● INSTRUCTIONS FOR THE TASK:
Report only the number of lines below in which the string "coordinates" appears.

● INPUT RECORDS:

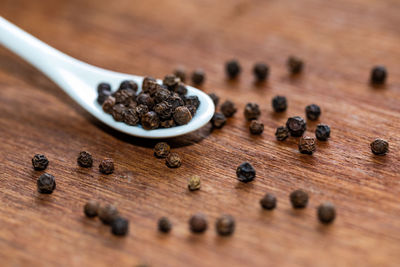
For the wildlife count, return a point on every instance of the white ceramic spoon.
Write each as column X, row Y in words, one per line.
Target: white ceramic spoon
column 79, row 80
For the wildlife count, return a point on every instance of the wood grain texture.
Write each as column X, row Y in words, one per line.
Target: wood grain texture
column 339, row 40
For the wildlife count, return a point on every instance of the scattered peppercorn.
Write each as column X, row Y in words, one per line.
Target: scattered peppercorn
column 225, row 225
column 228, row 108
column 173, row 160
column 256, row 127
column 164, row 225
column 379, row 147
column 40, row 162
column 85, row 159
column 198, row 223
column 299, row 199
column 322, row 132
column 296, row 126
column 91, row 208
column 106, row 166
column 46, row 183
column 313, row 112
column 245, row 172
column 279, row 103
column 378, row 75
column 268, row 202
column 326, row 212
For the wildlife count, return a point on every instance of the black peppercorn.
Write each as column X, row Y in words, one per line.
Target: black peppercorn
column 40, row 162
column 322, row 132
column 299, row 199
column 279, row 103
column 245, row 172
column 46, row 183
column 379, row 147
column 232, row 68
column 106, row 166
column 281, row 133
column 296, row 126
column 91, row 208
column 198, row 223
column 268, row 202
column 225, row 225
column 164, row 225
column 313, row 112
column 85, row 159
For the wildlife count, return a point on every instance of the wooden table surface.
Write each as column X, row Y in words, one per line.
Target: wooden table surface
column 339, row 40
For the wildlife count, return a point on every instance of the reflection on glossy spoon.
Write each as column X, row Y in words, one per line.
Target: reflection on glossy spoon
column 79, row 80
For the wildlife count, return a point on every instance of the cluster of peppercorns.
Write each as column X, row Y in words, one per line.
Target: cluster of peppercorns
column 108, row 215
column 156, row 106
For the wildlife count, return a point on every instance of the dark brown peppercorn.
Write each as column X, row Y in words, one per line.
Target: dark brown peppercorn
column 91, row 208
column 164, row 225
column 279, row 103
column 326, row 212
column 173, row 160
column 40, row 162
column 261, row 71
column 108, row 213
column 256, row 127
column 379, row 147
column 313, row 112
column 252, row 111
column 281, row 133
column 46, row 183
column 106, row 166
column 228, row 108
column 245, row 172
column 268, row 202
column 120, row 226
column 296, row 126
column 161, row 150
column 307, row 145
column 198, row 223
column 299, row 199
column 85, row 159
column 225, row 225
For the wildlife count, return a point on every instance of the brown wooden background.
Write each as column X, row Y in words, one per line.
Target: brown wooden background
column 340, row 42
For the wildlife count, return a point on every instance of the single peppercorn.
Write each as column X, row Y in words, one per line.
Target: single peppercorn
column 194, row 183
column 232, row 68
column 279, row 103
column 120, row 226
column 225, row 225
column 245, row 172
column 252, row 111
column 379, row 147
column 281, row 133
column 378, row 75
column 173, row 160
column 85, row 159
column 322, row 132
column 313, row 112
column 296, row 126
column 40, row 162
column 91, row 208
column 198, row 223
column 256, row 127
column 326, row 213
column 299, row 199
column 261, row 71
column 46, row 183
column 108, row 213
column 268, row 202
column 307, row 145
column 106, row 166
column 164, row 225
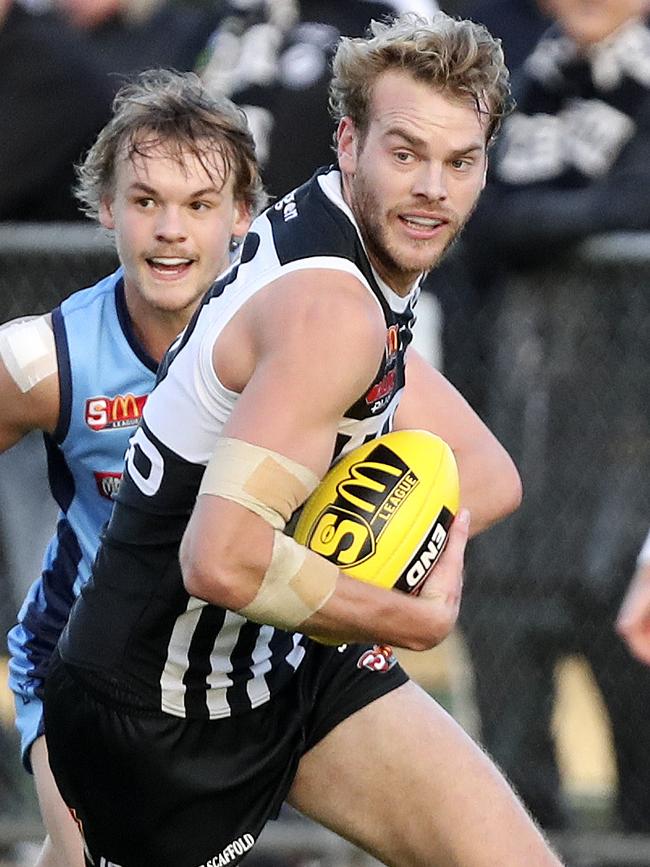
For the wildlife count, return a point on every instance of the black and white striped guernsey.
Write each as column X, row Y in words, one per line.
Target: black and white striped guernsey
column 135, row 630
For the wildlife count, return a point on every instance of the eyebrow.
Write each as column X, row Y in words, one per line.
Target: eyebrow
column 416, row 141
column 139, row 186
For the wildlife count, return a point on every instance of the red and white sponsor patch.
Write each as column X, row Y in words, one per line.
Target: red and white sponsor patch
column 108, row 413
column 107, row 484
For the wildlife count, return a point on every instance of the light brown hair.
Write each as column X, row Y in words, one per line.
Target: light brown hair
column 459, row 58
column 176, row 110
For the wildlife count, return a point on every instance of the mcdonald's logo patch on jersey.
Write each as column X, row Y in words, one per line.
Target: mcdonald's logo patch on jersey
column 107, row 484
column 108, row 413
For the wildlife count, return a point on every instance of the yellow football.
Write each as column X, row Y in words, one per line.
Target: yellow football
column 382, row 512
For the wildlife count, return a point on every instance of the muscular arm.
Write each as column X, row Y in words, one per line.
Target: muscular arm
column 489, row 482
column 315, row 349
column 25, row 410
column 633, row 623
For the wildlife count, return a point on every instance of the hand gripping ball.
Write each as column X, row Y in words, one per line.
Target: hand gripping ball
column 382, row 512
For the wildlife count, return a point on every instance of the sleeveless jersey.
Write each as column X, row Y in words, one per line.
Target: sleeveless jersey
column 138, row 634
column 104, row 377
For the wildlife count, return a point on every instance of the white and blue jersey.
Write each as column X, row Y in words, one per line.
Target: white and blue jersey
column 104, row 376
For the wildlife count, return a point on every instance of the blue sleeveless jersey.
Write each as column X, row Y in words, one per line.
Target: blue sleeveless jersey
column 104, row 376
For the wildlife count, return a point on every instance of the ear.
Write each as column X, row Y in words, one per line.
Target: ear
column 241, row 219
column 347, row 140
column 106, row 214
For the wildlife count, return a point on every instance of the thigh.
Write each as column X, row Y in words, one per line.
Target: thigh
column 64, row 847
column 149, row 788
column 402, row 780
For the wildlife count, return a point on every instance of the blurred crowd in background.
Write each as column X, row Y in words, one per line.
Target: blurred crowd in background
column 557, row 364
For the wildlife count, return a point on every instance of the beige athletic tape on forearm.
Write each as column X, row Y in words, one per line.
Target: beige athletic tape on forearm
column 296, row 584
column 297, row 581
column 28, row 351
column 265, row 482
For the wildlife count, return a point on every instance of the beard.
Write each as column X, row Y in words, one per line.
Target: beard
column 398, row 260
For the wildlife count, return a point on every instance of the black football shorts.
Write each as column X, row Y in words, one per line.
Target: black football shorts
column 152, row 790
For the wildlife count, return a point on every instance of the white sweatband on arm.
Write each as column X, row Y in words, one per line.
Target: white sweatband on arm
column 28, row 351
column 644, row 554
column 297, row 582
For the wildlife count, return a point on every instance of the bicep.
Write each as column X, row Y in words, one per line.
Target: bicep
column 24, row 411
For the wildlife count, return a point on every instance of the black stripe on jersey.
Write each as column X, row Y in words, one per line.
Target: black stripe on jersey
column 280, row 645
column 195, row 678
column 127, row 328
column 65, row 376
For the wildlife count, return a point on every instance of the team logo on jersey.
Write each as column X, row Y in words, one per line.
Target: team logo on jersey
column 107, row 484
column 108, row 413
column 379, row 395
column 380, row 659
column 392, row 342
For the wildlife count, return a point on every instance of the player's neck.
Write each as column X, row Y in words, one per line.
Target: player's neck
column 155, row 328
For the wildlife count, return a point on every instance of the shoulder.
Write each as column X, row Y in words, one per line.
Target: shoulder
column 96, row 296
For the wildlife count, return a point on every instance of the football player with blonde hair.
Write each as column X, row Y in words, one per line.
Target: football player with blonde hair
column 206, row 704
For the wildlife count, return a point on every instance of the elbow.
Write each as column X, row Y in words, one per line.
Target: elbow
column 505, row 494
column 509, row 492
column 208, row 578
column 435, row 633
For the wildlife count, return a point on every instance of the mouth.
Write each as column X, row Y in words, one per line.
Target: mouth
column 422, row 226
column 169, row 267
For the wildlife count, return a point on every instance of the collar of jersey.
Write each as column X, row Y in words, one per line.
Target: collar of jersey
column 330, row 184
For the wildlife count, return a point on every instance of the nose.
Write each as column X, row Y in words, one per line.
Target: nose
column 430, row 181
column 170, row 225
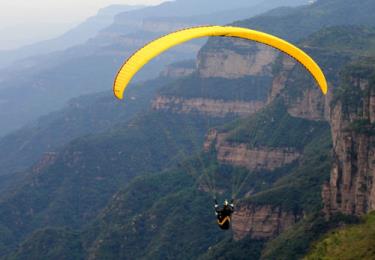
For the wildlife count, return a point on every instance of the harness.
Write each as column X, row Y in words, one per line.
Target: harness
column 227, row 218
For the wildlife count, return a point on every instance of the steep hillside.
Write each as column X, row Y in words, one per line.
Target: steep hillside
column 154, row 202
column 52, row 79
column 351, row 189
column 85, row 115
column 68, row 188
column 77, row 35
column 350, row 242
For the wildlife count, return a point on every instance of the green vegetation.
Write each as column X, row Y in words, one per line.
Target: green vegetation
column 244, row 249
column 274, row 127
column 348, row 242
column 300, row 189
column 295, row 242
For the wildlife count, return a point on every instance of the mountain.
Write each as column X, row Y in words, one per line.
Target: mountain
column 48, row 81
column 108, row 200
column 77, row 35
column 143, row 189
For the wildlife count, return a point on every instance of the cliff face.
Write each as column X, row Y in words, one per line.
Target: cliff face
column 261, row 222
column 179, row 70
column 210, row 107
column 310, row 104
column 254, row 60
column 253, row 159
column 47, row 160
column 351, row 189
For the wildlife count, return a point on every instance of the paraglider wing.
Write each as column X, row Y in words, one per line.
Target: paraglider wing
column 154, row 48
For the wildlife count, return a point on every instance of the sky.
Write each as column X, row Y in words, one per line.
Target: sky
column 25, row 21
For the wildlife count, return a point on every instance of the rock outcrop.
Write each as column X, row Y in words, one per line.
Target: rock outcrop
column 178, row 70
column 256, row 60
column 210, row 107
column 48, row 159
column 265, row 158
column 261, row 222
column 351, row 189
column 310, row 104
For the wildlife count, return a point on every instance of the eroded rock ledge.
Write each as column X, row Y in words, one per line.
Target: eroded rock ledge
column 261, row 222
column 264, row 158
column 212, row 107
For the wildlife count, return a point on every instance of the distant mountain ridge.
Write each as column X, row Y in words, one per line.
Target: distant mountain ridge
column 77, row 35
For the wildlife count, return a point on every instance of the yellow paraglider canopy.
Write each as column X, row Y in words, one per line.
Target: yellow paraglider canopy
column 154, row 48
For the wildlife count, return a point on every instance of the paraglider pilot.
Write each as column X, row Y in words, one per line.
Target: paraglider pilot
column 224, row 214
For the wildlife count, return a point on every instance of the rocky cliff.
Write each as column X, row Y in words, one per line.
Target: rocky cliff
column 179, row 69
column 261, row 222
column 307, row 101
column 265, row 158
column 351, row 189
column 239, row 59
column 210, row 107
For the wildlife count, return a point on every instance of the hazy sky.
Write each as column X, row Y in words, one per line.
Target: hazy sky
column 22, row 21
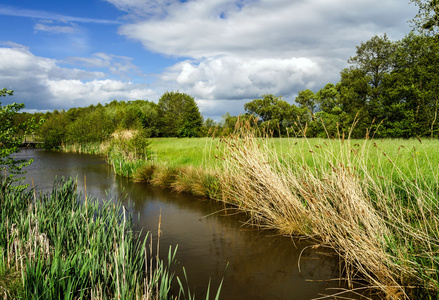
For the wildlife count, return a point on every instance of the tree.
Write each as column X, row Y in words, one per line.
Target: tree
column 307, row 98
column 274, row 112
column 427, row 19
column 10, row 137
column 327, row 98
column 178, row 115
column 411, row 90
column 374, row 58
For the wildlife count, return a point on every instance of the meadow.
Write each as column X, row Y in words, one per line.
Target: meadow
column 373, row 201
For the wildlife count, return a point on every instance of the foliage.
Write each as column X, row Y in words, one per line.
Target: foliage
column 178, row 115
column 11, row 136
column 427, row 18
column 66, row 248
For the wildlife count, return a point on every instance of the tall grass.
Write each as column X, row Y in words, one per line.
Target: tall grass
column 57, row 246
column 379, row 215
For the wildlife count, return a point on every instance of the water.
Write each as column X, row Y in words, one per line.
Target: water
column 261, row 264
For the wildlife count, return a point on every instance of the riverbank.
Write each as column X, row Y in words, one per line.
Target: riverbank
column 61, row 246
column 373, row 201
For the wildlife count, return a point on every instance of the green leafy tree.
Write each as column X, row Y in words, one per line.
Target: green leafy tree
column 427, row 19
column 275, row 113
column 307, row 99
column 10, row 137
column 375, row 59
column 411, row 90
column 178, row 115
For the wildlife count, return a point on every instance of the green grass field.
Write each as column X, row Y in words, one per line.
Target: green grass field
column 372, row 201
column 413, row 157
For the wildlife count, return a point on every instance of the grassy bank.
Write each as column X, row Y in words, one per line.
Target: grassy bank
column 61, row 246
column 374, row 201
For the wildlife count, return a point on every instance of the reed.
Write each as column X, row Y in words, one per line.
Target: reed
column 56, row 246
column 380, row 217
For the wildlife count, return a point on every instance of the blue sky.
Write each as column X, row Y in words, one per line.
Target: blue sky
column 63, row 54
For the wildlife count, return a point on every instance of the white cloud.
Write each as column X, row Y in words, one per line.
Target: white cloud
column 117, row 65
column 237, row 78
column 40, row 80
column 39, row 14
column 54, row 29
column 241, row 49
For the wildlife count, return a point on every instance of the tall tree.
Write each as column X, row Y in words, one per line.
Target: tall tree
column 374, row 58
column 274, row 112
column 10, row 136
column 178, row 115
column 427, row 19
column 307, row 98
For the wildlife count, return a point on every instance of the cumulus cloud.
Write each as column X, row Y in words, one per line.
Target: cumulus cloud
column 237, row 78
column 117, row 65
column 41, row 80
column 54, row 29
column 241, row 49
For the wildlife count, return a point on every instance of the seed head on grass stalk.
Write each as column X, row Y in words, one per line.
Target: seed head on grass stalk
column 333, row 194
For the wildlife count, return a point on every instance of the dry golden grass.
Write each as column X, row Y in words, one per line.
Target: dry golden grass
column 339, row 203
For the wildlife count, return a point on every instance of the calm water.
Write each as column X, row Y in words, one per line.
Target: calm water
column 262, row 265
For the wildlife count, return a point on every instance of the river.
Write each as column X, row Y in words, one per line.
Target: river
column 261, row 264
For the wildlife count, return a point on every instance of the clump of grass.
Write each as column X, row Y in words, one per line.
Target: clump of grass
column 384, row 228
column 57, row 246
column 164, row 176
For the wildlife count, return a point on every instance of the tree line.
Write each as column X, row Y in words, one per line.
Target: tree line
column 389, row 90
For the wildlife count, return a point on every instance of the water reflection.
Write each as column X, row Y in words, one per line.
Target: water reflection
column 262, row 265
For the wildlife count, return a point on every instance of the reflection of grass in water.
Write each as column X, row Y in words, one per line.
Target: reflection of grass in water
column 373, row 201
column 56, row 246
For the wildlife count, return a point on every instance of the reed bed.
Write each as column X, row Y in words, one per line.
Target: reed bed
column 381, row 217
column 56, row 246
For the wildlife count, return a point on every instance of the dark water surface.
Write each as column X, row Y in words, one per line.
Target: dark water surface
column 261, row 265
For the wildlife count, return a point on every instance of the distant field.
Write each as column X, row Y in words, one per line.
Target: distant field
column 414, row 157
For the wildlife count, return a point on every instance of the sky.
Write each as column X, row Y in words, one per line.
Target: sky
column 224, row 53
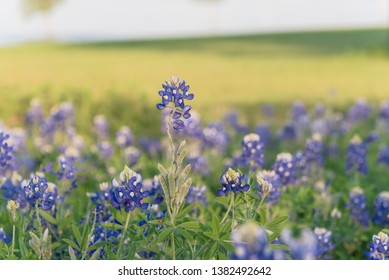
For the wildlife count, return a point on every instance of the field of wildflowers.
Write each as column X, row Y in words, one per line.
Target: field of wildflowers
column 113, row 176
column 313, row 188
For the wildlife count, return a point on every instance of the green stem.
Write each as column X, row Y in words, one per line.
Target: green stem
column 229, row 209
column 124, row 233
column 173, row 245
column 13, row 240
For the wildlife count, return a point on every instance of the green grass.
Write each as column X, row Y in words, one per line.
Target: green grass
column 334, row 67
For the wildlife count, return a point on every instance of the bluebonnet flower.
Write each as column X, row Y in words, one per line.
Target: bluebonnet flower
column 199, row 164
column 359, row 111
column 232, row 181
column 253, row 151
column 269, row 186
column 379, row 247
column 101, row 127
column 124, row 137
column 5, row 150
column 132, row 155
column 41, row 193
column 381, row 209
column 197, row 194
column 356, row 156
column 324, row 238
column 13, row 190
column 3, row 236
column 303, row 247
column 358, row 207
column 250, row 242
column 371, row 138
column 127, row 192
column 333, row 150
column 154, row 190
column 285, row 169
column 215, row 137
column 176, row 92
column 314, row 150
column 264, row 133
column 383, row 155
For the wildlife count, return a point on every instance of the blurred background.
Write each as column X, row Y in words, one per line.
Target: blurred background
column 238, row 53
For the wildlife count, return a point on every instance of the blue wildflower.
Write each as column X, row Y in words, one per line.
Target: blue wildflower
column 356, row 156
column 3, row 236
column 381, row 209
column 325, row 245
column 5, row 150
column 127, row 192
column 269, row 186
column 232, row 181
column 358, row 207
column 131, row 155
column 197, row 194
column 39, row 192
column 253, row 151
column 176, row 92
column 379, row 247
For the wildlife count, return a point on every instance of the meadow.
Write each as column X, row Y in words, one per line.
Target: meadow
column 285, row 161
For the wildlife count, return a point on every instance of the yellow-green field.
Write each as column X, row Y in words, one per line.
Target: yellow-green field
column 334, row 67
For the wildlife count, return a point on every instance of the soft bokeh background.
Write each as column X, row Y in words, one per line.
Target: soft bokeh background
column 238, row 54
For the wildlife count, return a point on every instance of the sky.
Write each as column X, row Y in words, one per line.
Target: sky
column 79, row 20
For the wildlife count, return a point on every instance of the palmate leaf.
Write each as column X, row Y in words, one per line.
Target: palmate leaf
column 192, row 225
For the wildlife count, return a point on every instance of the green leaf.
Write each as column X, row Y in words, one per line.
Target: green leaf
column 215, row 225
column 277, row 221
column 227, row 227
column 193, row 225
column 112, row 226
column 210, row 252
column 47, row 217
column 77, row 234
column 71, row 253
column 226, row 245
column 164, row 234
column 186, row 210
column 95, row 255
column 97, row 245
column 262, row 215
column 71, row 243
column 185, row 234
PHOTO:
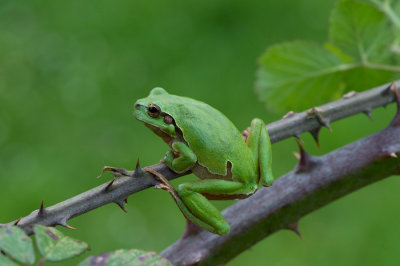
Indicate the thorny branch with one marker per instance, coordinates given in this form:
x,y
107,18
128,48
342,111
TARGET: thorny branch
x,y
314,183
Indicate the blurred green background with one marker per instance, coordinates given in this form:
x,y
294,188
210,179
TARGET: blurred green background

● PROBLEM SOLUTION:
2